→ **QUOTED PASSAGE**:
---*---

Progress on getting a project in place to support Thussanang Centre for Disabled Children in the small community of Huhudi near Vryburg South Africa has been slow. Discussions with our partners Windermere School to secure the future of the centre have been extremely constructive with the school raising substantial funds for the project. However getting the right structure in place in South Africa with Tiger Kloof is challenging. Our chairman, Jo Parry, is visiting Thussanang and Tiger Kloof in February and part of her agenda is to get this project back on track with some momentum behind it. We hope to have something positive to report in 2018.

We worked with Willowbrook on a project to create an outdoor garden room with an extensive planting scheme at their hospice in Prescot, Merseyside. Regrettably this has not developed into a robust proposal and we are unable to support them. However we made a small grant towards a scheme to improve the existing garden. We have learned many lessons from this project which hopefully will improve our approach to main grant proposals.

In 2016 we approved a main grant to the Institute in the Park to buy an advanced EVOS imaging system to support their research. Dr Brian Flanaghan’s blog updating what is happening at the Institute in the Park makes for very good reading. We will be meeting with Brian and his team in 2018 to explore how we can support them in the vital research into childhood illnesses.

We are in early discussions with Branch, a company in Bath, on a joint project to support a good cause in or around the city. We are confident that we will have a robust proposal in place for 2018.

Our Annual Report & Accounts for 2016-17 were filed with the Charity Commission on 13 October. Our strategies and more detailed information about the Foundation can be accessed from our web site. During 2017 we received donations of £49,938 including Gift Aid reclaimed.

The endowment fund stands at £364,784 in investments with deposits and cash of £45,308 making a grand total of £410,092. Our investments have performed well over 2017 with dividends and interest of £2,551 and capital appreciation of £48,099 as at 31 December 2017.

---*---

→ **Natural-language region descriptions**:

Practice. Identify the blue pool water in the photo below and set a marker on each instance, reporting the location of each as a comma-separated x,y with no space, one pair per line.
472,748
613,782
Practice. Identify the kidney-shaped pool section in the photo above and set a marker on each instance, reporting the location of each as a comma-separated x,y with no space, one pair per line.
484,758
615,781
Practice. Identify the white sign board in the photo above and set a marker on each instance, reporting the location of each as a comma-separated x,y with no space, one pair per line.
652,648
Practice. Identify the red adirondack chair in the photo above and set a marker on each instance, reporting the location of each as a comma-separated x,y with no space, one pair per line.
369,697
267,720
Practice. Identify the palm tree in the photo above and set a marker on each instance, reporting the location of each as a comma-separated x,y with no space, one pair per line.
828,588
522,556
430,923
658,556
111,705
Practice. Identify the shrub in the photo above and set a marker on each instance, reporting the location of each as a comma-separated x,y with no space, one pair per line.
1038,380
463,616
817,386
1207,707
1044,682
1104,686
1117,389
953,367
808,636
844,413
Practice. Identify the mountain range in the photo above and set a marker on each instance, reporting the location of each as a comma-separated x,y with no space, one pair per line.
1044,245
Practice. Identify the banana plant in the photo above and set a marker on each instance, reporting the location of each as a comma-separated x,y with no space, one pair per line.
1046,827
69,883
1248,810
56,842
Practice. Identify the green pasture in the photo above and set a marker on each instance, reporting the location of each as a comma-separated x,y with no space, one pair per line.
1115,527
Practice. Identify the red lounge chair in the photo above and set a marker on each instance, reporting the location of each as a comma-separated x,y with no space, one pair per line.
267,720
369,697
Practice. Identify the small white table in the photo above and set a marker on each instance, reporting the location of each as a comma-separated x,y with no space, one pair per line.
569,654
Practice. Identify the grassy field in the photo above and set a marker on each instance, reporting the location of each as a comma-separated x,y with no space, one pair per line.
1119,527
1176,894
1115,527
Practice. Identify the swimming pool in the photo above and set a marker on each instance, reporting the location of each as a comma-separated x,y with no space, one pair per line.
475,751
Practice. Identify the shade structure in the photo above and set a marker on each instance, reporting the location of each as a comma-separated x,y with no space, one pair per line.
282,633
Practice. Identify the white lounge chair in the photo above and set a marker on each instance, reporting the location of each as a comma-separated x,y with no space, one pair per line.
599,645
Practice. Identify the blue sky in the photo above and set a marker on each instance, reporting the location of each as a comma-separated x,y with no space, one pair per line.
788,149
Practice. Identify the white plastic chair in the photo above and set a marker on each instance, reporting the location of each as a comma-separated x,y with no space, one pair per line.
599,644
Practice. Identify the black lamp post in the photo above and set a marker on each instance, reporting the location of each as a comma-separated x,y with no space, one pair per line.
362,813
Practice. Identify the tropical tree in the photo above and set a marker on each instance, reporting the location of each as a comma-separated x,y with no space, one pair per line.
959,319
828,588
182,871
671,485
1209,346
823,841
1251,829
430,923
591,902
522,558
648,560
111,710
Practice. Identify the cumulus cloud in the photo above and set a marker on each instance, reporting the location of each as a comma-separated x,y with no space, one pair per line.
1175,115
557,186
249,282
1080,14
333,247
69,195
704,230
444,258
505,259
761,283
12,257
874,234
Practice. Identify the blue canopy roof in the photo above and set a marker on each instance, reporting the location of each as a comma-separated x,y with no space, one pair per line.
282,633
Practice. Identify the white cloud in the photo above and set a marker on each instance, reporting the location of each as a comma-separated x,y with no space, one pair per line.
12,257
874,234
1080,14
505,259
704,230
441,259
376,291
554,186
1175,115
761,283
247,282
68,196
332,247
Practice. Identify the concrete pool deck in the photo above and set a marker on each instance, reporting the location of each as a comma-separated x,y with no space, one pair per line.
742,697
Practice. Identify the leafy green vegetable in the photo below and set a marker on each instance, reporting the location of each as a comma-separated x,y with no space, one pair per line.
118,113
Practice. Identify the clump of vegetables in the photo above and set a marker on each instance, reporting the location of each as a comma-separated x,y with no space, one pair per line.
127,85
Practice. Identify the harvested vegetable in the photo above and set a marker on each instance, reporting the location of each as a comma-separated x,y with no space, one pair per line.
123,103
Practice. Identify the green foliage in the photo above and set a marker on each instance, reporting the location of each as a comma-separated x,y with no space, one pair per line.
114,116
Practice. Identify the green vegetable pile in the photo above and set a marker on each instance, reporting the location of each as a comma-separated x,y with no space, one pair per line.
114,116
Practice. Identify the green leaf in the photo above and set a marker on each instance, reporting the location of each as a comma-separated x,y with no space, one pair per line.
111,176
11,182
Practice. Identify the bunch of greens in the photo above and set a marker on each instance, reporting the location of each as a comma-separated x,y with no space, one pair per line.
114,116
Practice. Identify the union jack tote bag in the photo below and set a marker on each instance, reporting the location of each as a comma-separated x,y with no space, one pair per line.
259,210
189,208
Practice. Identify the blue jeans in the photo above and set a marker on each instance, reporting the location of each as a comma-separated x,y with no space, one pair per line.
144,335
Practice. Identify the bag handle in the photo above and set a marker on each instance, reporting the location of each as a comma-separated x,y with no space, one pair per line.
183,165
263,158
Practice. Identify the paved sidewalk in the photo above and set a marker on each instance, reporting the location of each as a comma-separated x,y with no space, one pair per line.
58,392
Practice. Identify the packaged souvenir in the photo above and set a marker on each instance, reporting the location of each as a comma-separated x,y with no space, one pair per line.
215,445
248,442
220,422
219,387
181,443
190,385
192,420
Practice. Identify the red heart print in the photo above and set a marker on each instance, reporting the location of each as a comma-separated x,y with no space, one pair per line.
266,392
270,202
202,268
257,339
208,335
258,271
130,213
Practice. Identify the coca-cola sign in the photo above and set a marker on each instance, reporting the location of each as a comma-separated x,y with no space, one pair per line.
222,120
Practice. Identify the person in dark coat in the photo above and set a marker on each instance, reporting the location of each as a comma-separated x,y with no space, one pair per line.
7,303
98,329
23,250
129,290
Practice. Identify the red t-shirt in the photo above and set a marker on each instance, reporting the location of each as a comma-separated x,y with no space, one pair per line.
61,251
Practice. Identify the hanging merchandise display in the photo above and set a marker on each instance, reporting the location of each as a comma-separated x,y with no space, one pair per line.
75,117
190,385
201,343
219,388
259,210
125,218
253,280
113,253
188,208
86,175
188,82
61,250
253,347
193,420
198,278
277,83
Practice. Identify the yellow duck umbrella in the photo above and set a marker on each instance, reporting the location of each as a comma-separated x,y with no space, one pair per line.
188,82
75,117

---*---

→ **LIST OF TASKS**:
a. Using the Foundation's update, say for each statement whether it agrees: (i) Jo Parry is visiting Thussanang in February; (ii) the Foundation agreed to fund the outdoor garden room at Willowbrook; (iii) Branch is a company in Bath. Answer yes or no for each and quote the words that decide it.
b. Repeat word for word the part of the Foundation's update from "We are in early" to "place for 2018.".
c. List every sum of money in pounds given in the Foundation's update.
Rely only on the Foundation's update to answer.

→ **SOLUTIONS TO THE EXERCISE**:
a.
(i) Yes: "Our chairman, Jo Parry, is visiting Thussanang and Tiger Kloof in February"
(ii) No: "Regrettably this has not developed into a robust proposal and we are unable to support them."
(iii) Yes: "Branch, a company in Bath"

b.
We are in early discussions with Branch, a company in Bath, on a joint project to support a good cause in or around the city. We are confident that we will have a robust proposal in place for 2018.

c.
£49,938
£364,784
£45,308
£410,092
£2,551
£48,099